Problem description -
Identify every line of the items below that contains the word "painted", and copy each of those lines.
/---
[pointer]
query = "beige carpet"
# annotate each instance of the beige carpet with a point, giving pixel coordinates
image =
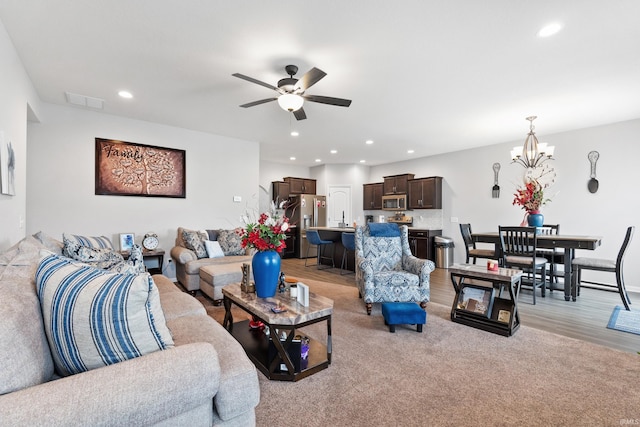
(449, 375)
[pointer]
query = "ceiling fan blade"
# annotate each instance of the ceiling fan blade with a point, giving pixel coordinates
(340, 102)
(312, 77)
(258, 82)
(254, 103)
(300, 114)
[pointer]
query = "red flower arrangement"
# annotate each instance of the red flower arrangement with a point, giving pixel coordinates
(531, 197)
(267, 234)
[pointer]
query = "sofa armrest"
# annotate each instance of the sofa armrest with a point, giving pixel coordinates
(140, 391)
(182, 255)
(418, 266)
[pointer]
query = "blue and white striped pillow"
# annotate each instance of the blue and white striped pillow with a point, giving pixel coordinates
(95, 242)
(95, 318)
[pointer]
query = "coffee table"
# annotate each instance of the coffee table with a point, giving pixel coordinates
(273, 357)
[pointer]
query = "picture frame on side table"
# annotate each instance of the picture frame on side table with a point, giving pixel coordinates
(126, 241)
(476, 299)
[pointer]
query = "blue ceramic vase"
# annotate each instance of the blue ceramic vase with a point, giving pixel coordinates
(535, 219)
(266, 272)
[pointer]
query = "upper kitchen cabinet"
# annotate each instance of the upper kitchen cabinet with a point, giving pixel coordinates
(280, 191)
(372, 196)
(397, 184)
(301, 185)
(425, 193)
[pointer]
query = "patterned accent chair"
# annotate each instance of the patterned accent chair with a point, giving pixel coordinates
(386, 271)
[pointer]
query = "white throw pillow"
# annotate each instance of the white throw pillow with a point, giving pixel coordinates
(213, 249)
(95, 318)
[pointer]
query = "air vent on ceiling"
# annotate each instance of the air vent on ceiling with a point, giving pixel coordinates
(84, 101)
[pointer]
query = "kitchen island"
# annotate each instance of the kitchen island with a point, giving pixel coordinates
(335, 235)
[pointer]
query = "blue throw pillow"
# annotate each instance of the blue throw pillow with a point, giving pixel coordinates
(384, 229)
(94, 318)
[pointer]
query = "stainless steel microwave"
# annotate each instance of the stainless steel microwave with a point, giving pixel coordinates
(396, 202)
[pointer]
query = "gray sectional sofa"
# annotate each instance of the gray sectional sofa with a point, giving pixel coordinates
(205, 379)
(188, 261)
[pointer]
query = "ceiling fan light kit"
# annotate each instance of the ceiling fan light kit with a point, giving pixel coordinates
(292, 91)
(290, 102)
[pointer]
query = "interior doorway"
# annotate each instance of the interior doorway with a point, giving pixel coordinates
(339, 204)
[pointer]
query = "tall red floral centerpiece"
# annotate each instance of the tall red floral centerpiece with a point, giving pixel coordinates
(531, 199)
(267, 236)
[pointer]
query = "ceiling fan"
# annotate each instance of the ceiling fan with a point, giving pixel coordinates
(292, 91)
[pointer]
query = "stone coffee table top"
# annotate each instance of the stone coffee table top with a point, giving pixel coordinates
(295, 313)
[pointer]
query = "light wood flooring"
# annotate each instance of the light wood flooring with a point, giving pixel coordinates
(585, 319)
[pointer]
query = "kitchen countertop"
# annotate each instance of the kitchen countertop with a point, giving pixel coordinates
(351, 229)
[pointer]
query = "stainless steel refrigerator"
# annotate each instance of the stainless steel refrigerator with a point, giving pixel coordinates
(310, 211)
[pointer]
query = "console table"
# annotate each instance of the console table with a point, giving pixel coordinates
(271, 355)
(486, 310)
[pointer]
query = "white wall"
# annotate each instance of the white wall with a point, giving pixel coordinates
(61, 179)
(468, 179)
(17, 96)
(353, 176)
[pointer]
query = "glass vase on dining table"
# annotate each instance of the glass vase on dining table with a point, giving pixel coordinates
(535, 219)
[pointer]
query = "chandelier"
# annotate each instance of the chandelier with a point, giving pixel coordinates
(533, 153)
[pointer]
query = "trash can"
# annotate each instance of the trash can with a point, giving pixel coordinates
(444, 251)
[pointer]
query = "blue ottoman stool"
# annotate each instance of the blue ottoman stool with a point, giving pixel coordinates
(403, 313)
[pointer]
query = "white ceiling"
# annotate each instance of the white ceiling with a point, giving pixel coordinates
(432, 76)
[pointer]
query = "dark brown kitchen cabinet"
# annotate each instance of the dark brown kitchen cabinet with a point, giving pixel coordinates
(372, 196)
(397, 184)
(421, 243)
(290, 241)
(279, 191)
(425, 193)
(301, 185)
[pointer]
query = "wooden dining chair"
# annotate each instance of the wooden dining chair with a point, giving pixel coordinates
(598, 264)
(519, 250)
(554, 256)
(470, 246)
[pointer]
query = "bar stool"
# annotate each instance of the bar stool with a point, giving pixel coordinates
(313, 237)
(349, 243)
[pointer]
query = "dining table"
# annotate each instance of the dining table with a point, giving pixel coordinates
(551, 241)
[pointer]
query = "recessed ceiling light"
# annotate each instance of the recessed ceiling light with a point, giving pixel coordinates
(549, 30)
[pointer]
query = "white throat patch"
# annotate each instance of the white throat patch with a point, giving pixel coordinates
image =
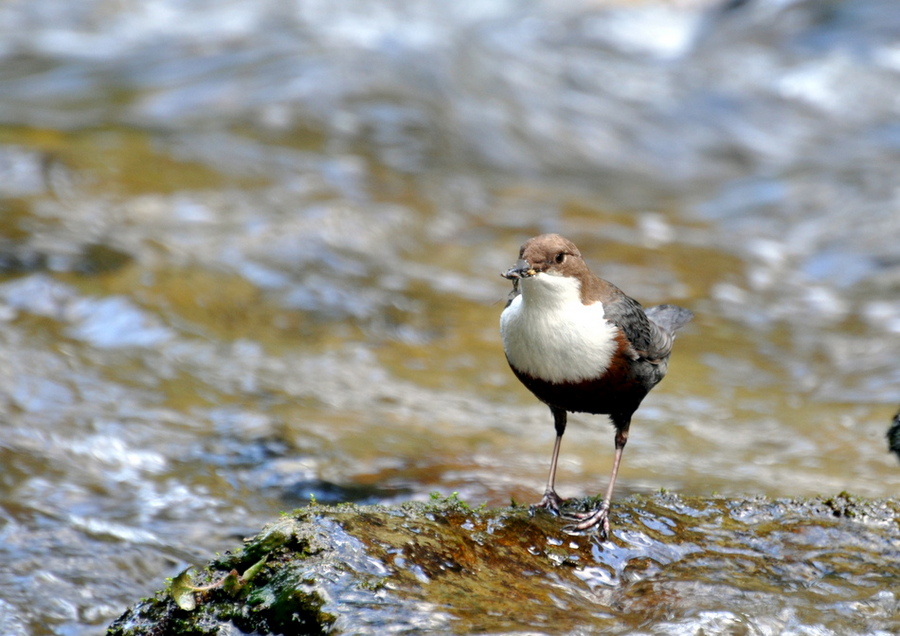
(550, 334)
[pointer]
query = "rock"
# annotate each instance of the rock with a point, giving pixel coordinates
(676, 564)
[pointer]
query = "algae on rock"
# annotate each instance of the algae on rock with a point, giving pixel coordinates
(738, 566)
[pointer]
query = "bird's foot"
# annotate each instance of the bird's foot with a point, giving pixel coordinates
(549, 502)
(587, 521)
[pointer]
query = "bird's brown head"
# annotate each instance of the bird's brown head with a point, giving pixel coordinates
(547, 253)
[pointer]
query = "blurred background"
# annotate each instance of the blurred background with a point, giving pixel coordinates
(249, 253)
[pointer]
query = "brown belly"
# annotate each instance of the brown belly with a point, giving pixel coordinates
(619, 390)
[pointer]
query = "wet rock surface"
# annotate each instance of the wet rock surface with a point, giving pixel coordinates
(674, 565)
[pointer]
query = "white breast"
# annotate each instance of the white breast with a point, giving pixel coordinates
(550, 334)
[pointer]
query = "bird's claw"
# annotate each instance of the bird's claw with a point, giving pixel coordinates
(587, 521)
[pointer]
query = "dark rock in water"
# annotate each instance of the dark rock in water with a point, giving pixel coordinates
(673, 565)
(894, 435)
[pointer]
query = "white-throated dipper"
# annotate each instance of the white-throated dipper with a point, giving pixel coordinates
(580, 344)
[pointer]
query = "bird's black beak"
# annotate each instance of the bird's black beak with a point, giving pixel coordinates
(521, 270)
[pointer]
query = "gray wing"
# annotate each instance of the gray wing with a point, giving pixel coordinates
(651, 332)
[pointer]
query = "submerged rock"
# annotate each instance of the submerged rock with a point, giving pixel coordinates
(674, 565)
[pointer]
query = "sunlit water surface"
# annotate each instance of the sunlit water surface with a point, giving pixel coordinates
(250, 255)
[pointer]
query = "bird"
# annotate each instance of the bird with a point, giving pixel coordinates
(579, 344)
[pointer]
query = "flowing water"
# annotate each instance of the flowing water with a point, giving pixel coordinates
(250, 255)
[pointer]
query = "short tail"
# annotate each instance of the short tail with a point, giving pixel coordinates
(669, 318)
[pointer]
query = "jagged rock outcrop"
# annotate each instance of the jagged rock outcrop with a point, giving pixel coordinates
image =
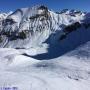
(28, 27)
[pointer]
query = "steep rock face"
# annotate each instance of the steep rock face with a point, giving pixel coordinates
(28, 27)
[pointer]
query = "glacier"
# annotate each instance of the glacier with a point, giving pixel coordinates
(41, 49)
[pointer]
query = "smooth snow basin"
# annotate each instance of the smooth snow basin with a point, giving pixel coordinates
(26, 73)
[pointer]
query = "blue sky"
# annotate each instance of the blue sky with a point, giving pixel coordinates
(57, 5)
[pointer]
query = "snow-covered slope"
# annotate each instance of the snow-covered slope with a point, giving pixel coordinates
(29, 27)
(45, 50)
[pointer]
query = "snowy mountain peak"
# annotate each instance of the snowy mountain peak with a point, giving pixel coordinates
(28, 27)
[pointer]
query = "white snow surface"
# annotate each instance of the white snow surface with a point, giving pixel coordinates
(41, 61)
(26, 73)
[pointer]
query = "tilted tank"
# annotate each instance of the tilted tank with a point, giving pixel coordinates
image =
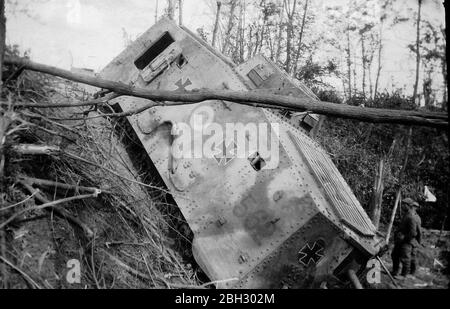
(267, 217)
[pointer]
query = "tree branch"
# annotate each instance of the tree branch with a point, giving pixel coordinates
(376, 115)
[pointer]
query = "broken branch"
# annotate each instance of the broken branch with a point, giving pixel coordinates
(376, 115)
(62, 213)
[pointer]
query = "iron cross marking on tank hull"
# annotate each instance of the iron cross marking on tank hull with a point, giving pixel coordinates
(311, 253)
(182, 86)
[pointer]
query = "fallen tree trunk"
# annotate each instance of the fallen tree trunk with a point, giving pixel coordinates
(254, 98)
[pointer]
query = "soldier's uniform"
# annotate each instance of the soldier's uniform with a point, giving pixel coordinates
(407, 239)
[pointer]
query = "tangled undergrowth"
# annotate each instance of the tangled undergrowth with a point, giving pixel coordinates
(82, 190)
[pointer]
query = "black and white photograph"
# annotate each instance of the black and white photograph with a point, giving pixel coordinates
(229, 151)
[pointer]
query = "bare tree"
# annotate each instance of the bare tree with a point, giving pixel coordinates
(170, 9)
(230, 25)
(300, 38)
(180, 12)
(156, 12)
(290, 12)
(216, 24)
(416, 82)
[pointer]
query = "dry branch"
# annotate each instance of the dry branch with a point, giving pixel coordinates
(376, 115)
(59, 212)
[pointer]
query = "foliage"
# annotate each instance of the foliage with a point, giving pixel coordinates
(357, 147)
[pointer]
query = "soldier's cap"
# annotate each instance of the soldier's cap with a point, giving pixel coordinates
(410, 202)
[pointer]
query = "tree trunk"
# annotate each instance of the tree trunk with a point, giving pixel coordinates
(5, 121)
(216, 24)
(377, 195)
(400, 186)
(170, 9)
(363, 54)
(349, 64)
(180, 12)
(416, 82)
(380, 48)
(156, 12)
(252, 98)
(289, 33)
(229, 27)
(299, 46)
(2, 40)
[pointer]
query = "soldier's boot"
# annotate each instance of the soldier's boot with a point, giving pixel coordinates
(395, 261)
(413, 267)
(405, 258)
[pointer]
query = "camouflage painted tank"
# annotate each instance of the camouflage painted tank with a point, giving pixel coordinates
(262, 217)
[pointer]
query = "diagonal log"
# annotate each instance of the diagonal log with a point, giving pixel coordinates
(254, 98)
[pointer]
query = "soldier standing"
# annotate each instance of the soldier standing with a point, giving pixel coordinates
(407, 239)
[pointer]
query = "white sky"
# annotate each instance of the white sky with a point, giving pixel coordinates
(88, 33)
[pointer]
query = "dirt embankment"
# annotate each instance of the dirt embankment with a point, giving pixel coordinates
(129, 234)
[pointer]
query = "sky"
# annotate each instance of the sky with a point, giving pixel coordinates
(90, 33)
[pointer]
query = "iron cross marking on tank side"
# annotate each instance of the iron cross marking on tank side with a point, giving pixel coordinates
(182, 86)
(310, 253)
(228, 153)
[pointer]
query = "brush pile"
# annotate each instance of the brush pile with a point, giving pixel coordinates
(78, 192)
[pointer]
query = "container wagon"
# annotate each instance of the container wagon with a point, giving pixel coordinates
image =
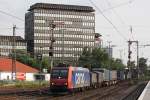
\---
Reply to the task -
query = "camouflage painted tank"
# annotate each instance of the camouflage painted tank with a point, giving pixel coordinates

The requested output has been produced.